DIRECTIONS
Put the items from the line containing "of the mcdonnell" through the end of the items into a two-column CSV with the columns instruction and points, with one row per item. Place each item's text and its answer in a single quoted field each, replacing any line breaks with spaces.

Dataset items
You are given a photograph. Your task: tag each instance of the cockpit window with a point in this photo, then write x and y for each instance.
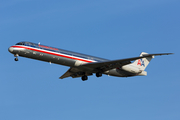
(20, 43)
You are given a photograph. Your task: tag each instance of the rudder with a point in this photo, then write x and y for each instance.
(142, 63)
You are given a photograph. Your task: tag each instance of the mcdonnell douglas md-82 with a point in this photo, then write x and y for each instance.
(82, 65)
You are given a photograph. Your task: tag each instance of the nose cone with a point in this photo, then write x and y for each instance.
(10, 49)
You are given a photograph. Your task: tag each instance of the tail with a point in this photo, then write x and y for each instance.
(142, 63)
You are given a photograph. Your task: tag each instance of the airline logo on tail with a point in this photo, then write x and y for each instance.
(141, 62)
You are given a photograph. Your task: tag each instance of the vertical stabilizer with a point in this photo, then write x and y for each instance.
(142, 63)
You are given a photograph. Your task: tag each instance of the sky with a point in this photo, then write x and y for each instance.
(111, 29)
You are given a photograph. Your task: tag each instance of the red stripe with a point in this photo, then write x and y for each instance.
(57, 54)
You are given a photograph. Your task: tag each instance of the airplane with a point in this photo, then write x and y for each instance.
(82, 65)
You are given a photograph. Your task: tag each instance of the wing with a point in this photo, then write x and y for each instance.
(89, 68)
(75, 72)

CORRECT ANSWER
instruction,points
"You are given a photograph. Your task: tag each instance of the mcdonnell douglas md-82 with a point in this photo, then write x and y for each instance.","(82, 65)"
"You are given a photograph. Your task: tag each instance of the nose cone with a point in this photo, then write x and y for each instance.","(10, 49)"
"You are given a photograph. Your task: tag each instance of the tail with a point in this photo, then write x and y for each instance.","(142, 63)"
"You are given a photograph. Your task: tag each instance of the airline logo on tail with a point in this photo, then write x and y for each instance.","(141, 62)"
"You are given a photograph. Your task: tag each instance of the vertical stabilizer with a point in this photo, then write x and y for each instance.","(142, 63)"
"You are given a photograph. Your task: tag each instance of the sky with a point in this photo, then write x and y for each instance.","(111, 29)"
"You are given a photograph. Your task: tag each instance of the red stripe with a point in this photo, then write x and y for each instance.","(57, 54)"
"You are given a photograph. Your task: tag each instance of the airplane with a point in this photo, then write x and y for each instance.","(82, 65)"
"You are given a photograph. Your task: tag each instance of the wing with a point in this photo, then write x and y for each instance.","(89, 68) (75, 72)"